■ Problem statement
Quote the records verbatim, starting at their first line and ending at the line that contains "M46 69L9 81L16 107L46 112Z", with both of those lines included.

* Begin Data provided *

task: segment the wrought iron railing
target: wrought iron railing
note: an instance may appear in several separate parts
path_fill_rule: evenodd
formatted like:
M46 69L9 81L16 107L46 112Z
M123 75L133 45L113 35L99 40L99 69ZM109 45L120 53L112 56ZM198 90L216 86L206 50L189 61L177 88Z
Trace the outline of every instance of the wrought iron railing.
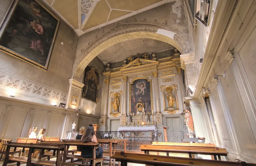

* End Data provided *

■ Written answer
task: segment the wrought iron railing
target: wrought iron railing
note: an instance may appear in several separate parts
path_fill_rule: evenodd
formatted like:
M46 69L9 81L16 107L46 112Z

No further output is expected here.